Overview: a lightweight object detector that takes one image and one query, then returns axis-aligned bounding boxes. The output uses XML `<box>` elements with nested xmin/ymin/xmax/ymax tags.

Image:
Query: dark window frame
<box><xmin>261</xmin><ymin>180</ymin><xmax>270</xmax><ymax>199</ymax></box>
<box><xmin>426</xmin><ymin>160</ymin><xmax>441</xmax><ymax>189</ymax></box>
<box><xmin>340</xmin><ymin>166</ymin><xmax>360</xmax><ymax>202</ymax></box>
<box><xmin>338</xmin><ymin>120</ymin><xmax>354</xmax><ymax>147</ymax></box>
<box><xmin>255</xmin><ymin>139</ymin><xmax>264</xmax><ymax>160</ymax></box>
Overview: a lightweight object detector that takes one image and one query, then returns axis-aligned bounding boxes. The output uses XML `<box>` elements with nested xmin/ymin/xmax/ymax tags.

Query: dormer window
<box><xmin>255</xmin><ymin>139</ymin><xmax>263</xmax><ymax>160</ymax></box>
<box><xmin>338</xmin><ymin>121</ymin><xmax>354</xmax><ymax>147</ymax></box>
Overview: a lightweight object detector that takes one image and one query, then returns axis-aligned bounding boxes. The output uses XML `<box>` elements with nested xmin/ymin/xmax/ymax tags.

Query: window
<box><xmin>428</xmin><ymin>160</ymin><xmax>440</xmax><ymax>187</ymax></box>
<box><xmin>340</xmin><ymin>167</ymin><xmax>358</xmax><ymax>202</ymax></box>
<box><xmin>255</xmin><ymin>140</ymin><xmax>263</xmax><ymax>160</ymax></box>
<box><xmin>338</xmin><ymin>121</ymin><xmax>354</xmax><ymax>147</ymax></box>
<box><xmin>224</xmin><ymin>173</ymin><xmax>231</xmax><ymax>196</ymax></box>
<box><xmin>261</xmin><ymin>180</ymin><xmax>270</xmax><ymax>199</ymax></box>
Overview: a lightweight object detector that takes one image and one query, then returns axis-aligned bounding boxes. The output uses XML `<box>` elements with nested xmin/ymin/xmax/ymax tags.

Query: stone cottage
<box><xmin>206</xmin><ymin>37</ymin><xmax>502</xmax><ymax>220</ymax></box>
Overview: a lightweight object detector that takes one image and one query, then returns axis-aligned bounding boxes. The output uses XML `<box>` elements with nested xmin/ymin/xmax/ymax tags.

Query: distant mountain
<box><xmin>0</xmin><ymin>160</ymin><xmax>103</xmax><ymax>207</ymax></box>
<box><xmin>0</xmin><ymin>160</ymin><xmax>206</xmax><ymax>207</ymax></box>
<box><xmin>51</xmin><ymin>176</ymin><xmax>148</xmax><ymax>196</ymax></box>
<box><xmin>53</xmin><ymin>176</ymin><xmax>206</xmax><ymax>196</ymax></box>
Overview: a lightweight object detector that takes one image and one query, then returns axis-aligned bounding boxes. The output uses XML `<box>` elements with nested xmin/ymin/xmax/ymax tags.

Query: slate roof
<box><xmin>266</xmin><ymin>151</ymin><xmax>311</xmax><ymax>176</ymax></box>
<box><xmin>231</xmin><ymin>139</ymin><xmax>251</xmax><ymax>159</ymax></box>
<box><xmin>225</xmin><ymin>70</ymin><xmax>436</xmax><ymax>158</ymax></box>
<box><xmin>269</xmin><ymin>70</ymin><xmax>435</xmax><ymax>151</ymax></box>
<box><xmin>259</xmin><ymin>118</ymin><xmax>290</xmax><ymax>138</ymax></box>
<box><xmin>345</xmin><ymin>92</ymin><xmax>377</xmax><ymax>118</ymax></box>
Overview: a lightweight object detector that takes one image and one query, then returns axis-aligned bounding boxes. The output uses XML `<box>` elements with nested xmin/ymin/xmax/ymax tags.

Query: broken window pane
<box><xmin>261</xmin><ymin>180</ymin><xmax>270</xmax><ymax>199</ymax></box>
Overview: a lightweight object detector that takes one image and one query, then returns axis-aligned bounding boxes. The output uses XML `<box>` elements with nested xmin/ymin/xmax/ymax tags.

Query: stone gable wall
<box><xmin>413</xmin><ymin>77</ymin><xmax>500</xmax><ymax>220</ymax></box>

::::::::

Problem to solve ▸ Copy out all of the material above, word for word and line for line, with nothing changed.

Task result ▸
Overview: a lightweight object detector that takes one image and one query, then returns axis-aligned bounding boxes. The output uses XML `<box>` elements with nested xmin/ymin/xmax/ymax tags.

Image:
Query: dark window frame
<box><xmin>261</xmin><ymin>180</ymin><xmax>270</xmax><ymax>199</ymax></box>
<box><xmin>426</xmin><ymin>160</ymin><xmax>441</xmax><ymax>189</ymax></box>
<box><xmin>340</xmin><ymin>166</ymin><xmax>360</xmax><ymax>202</ymax></box>
<box><xmin>338</xmin><ymin>120</ymin><xmax>354</xmax><ymax>147</ymax></box>
<box><xmin>255</xmin><ymin>139</ymin><xmax>264</xmax><ymax>160</ymax></box>
Overview: a lightweight object detector that takes one image and one query, then returns axis-aligned bounding boxes. The output uses XML `<box>` elements with nested xmin/ymin/xmax/ymax tags.

Query: dormer window
<box><xmin>255</xmin><ymin>139</ymin><xmax>263</xmax><ymax>160</ymax></box>
<box><xmin>338</xmin><ymin>121</ymin><xmax>354</xmax><ymax>147</ymax></box>
Overview: a lightweight object detector that takes one image and one query, then returns axis-aligned bounding boxes. The output uses XML `<box>` elements with nested xmin/ymin/xmax/ymax tags.

Query: window
<box><xmin>428</xmin><ymin>160</ymin><xmax>440</xmax><ymax>187</ymax></box>
<box><xmin>340</xmin><ymin>167</ymin><xmax>358</xmax><ymax>202</ymax></box>
<box><xmin>255</xmin><ymin>140</ymin><xmax>263</xmax><ymax>160</ymax></box>
<box><xmin>338</xmin><ymin>121</ymin><xmax>354</xmax><ymax>147</ymax></box>
<box><xmin>224</xmin><ymin>173</ymin><xmax>231</xmax><ymax>196</ymax></box>
<box><xmin>261</xmin><ymin>180</ymin><xmax>270</xmax><ymax>199</ymax></box>
Overview: a lightweight object detector that takes one image and one query, then returns axis-aligned bounding boxes. The output uses XML `<box>` elements with nested xmin/ymin/xmax/ymax tags.

Query: stone cottage
<box><xmin>206</xmin><ymin>37</ymin><xmax>502</xmax><ymax>220</ymax></box>
Overview: a lightweight object detector that takes one image and one query, then returns axis-aligned bounding boxes. The output uses XML `<box>` elements with nested xmin/ymin/xmax/ymax tags.

Query: distant mountain
<box><xmin>0</xmin><ymin>160</ymin><xmax>103</xmax><ymax>207</ymax></box>
<box><xmin>0</xmin><ymin>160</ymin><xmax>206</xmax><ymax>207</ymax></box>
<box><xmin>51</xmin><ymin>176</ymin><xmax>148</xmax><ymax>196</ymax></box>
<box><xmin>53</xmin><ymin>176</ymin><xmax>206</xmax><ymax>196</ymax></box>
Overview: a lightweight object detector that takes one image and one query, then returns axis-aligned bounding boxes. The output uses XML `<box>` elements with nested xmin/ymin/xmax/ymax tags.

Query: slate roof
<box><xmin>266</xmin><ymin>151</ymin><xmax>311</xmax><ymax>176</ymax></box>
<box><xmin>231</xmin><ymin>139</ymin><xmax>251</xmax><ymax>159</ymax></box>
<box><xmin>225</xmin><ymin>70</ymin><xmax>436</xmax><ymax>158</ymax></box>
<box><xmin>269</xmin><ymin>70</ymin><xmax>435</xmax><ymax>151</ymax></box>
<box><xmin>259</xmin><ymin>118</ymin><xmax>290</xmax><ymax>138</ymax></box>
<box><xmin>345</xmin><ymin>92</ymin><xmax>377</xmax><ymax>118</ymax></box>
Overview: a lightweight object detector that takes one image and one query, then returns axis-aligned bounding boxes. The output uses XML `<box>` elements with nested xmin/ymin/xmax/ymax tags.

Query: broken window pane
<box><xmin>261</xmin><ymin>180</ymin><xmax>270</xmax><ymax>199</ymax></box>
Overview: a lightweight object detector that takes one image and one query, then returns axis-aligned bounding boxes. The output uses XML `<box>` elements with nested xmin/ymin/xmax/ymax tags.

Query: stone gable wall
<box><xmin>413</xmin><ymin>77</ymin><xmax>500</xmax><ymax>220</ymax></box>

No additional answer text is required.